**INSTRUÇÃO 1:** Resuma em duas frases o texto sobre a aquisição de propriedade no direito comparado.
**INSTRUÇÃO 2:** Por favor, dê seguimento ao texto sobre a aquisição de propriedade no direito comparado a partir do ponto em que ele termina.

**TEXTO DE LEITURA:**
Os modos de aquisição de propriedade pelo direito italiano, segundo Benedito Silverio Ribeiro, são: (...) por ocupação, por invenção, por acessão, por especificação, por união e comistão, por usucapião, por efeito de contratos, por sucessão ‘causa mortis’ e por outros modos estabelecidos pela lei.
Diverso do direito italiano, o direito brasileiro, estabelece as suas próprias formas de aquisição de propriedade no capítulo II do título III do Código Civil, referente “Da Propriedade”.
3.3.3 No Direito Suíço
O Código Civil suíço, assim como o Código Civil brasileiro, prevê a existência da prescrição aquisitiva imobiliária ordinária (art.661) e da extraordinária (art.662).
3.3.4 No Direito Mexicano
Continuando os ensinamentos de Benedito Silverio Ribeiro, o código civil mexicano define a prescrição como meio de adquirir bens ou de livrar-se de obrigações, mediante o transcurso de certo tempo, sob as condições estabelecidas pela lei (art.1.135). Para o referido ordenamento mexicano, a aquisição de bens em virtude da posse chama-se prescrição positiva, já a liberação de obrigações, por não haver o devido cumprimento, chama-se prescrição negativa (art. 1.136).
O Código Civil brasileiro não prevê a existência de prescrição positiva e prescrição negativa.
3.3.5 No Direito Espanhol Benedito Silverio Ribeiro leciona que:
O código civil espanhol prevê que a propriedade e os demais direitos sobre os bens se adquirem e transmitem-se pela lei, por doação, por sucessão testada ou intestada e por conseqüência de certos contratos mediante a tradição. Podem também adquirir-se por meio da prescrição (art.609).
Com algumas exigências semelhantes ao direito brasileiro, o direito espanhol, conforme cita Benedito Silverio Ribeiro, exige para a prescrição ordinária e demais direitos reais, ter a coisa com boa-fé e justo título pelo tempo determinado em lei.
3.3.6 No Direito Argentino
O código civil argentino, segundo Benedito Silverio Ribeiro, define a prescrição para adquirir o imóvel no art. 3.948, enumerando que podem prescrever todas as coisas cujo domínio ou posse pode ser objeto de uma aquisição (art.3.952).
Segundo Patrícia Waldman Padin: Na legislação portenha há previsão de que os direitos reais podem originar-se através da prescrição (art. 3.497, do Código Civil de La Republica Argentina), definindo que esta é um meio de adquirir um direito ou de liberta-se de uma obrigação pelo decurso do tempo. No Brasil, embora a usucapião possa ser considerada como um meio de adquirir um direito, ela não serve para libertar-se de uma obrigação pelo decurso do tempo.

**DADOS FORNECIDOS:**
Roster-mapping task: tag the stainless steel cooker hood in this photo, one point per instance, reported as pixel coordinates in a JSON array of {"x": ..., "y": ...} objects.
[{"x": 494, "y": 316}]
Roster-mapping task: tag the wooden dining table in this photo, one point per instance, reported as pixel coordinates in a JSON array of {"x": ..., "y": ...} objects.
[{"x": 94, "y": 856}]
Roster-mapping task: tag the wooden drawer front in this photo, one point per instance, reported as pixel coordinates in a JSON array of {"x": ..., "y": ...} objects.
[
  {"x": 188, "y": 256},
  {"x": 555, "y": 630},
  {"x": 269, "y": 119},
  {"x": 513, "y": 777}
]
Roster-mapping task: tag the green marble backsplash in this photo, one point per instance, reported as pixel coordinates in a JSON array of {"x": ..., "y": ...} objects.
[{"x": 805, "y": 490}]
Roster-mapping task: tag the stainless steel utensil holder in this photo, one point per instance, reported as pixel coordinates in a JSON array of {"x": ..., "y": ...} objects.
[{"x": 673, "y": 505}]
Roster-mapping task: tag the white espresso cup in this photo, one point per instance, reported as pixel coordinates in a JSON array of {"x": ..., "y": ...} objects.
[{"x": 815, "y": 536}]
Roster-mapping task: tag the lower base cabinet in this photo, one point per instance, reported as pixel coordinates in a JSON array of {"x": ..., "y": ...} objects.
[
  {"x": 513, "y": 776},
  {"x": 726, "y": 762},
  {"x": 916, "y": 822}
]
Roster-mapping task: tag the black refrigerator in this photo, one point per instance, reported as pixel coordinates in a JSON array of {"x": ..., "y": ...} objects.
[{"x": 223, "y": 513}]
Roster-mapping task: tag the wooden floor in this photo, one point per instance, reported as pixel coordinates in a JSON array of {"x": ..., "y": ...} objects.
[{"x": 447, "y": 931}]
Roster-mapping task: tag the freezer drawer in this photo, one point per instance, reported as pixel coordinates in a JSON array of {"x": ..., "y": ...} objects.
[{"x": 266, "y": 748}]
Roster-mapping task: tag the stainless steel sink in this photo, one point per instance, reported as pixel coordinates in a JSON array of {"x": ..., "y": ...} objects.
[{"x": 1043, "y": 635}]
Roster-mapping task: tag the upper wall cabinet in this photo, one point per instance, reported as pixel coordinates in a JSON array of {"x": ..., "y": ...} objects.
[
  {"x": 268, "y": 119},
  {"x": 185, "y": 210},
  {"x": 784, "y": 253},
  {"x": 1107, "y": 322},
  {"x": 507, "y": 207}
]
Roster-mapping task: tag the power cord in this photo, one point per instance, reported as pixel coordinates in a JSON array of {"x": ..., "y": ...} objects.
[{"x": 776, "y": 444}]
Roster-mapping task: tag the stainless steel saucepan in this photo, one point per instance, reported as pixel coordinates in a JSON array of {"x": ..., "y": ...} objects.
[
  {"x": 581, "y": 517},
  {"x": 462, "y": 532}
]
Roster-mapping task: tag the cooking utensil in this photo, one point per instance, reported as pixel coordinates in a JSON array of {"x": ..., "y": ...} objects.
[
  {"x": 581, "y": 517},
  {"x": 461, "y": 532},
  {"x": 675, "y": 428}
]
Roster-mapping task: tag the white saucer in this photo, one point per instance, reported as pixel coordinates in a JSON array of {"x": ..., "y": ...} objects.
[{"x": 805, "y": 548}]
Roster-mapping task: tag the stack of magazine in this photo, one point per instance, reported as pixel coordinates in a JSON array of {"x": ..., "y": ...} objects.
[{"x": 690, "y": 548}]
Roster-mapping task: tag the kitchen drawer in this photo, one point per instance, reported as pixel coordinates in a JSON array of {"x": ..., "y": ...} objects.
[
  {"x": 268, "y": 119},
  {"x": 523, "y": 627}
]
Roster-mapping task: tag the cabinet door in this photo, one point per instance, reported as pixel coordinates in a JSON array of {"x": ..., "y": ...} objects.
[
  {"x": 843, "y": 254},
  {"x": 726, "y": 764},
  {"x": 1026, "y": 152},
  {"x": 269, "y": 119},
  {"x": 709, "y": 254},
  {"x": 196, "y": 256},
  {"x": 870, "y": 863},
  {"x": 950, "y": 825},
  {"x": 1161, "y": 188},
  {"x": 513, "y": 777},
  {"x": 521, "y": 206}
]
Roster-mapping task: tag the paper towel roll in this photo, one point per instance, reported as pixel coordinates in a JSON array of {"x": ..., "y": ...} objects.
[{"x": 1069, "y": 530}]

**RESULTADO DO EXERCÍCIO 1:** Com base em Benedito Silverio Ribeiro, o texto mostra que os direitos italiano, suíço, mexicano, espanhol e argentino preveem modos de aquisição de propriedade que incluem a prescrição ou usucapião, e o código mexicano a divide em prescrição positiva, para adquirir bens, e negativa, para livrar-se de obrigações. Já o direito brasileiro estabelece suas próprias formas no Código Civil, não prevê prescrição positiva e negativa e, segundo Patrícia Waldman Padin, nele a usucapião não serve para libertar-se de uma obrigação pelo decurso do tempo.

**RESULTADO DO EXERCÍCIO 2:**
3.3.7 No Direito Chileno
Continua Benedito Silverio Ribeiro citando que os arts. 2.506, 2.507, 2.508, 2.510, 2.511 e 2.512, como sendo os artigos que tratam da prescrição aquisitiva ordinária e a extraordinária no código civil chileno. A sentença judicial que declara uma prescrição suprirá a formalidade da escritura pública para a propriedade de bens de raiz ou de direitos reais neles constituídas; mas não valerá contra terceiros sem a competente inscrição, conforme análise de Benedito Silverio Ribeiro.
No Brasil a sentença de usucapião só valerá perante terceiros para fins de direitos reais quando registrado no Cartório de Registro de Imóveis.
3.3.8 No Direito Paraguaio
Por fim, Benedito Silverio Ribeiro afirma que o código civil do Paraguai prevê a usucapião de vinte anos (art.1.989) e a de dez (art. 1.990), aplicando-se as mesmas regras ao usufruto, ao uso à habitação e às servidões prediais (art.1.999).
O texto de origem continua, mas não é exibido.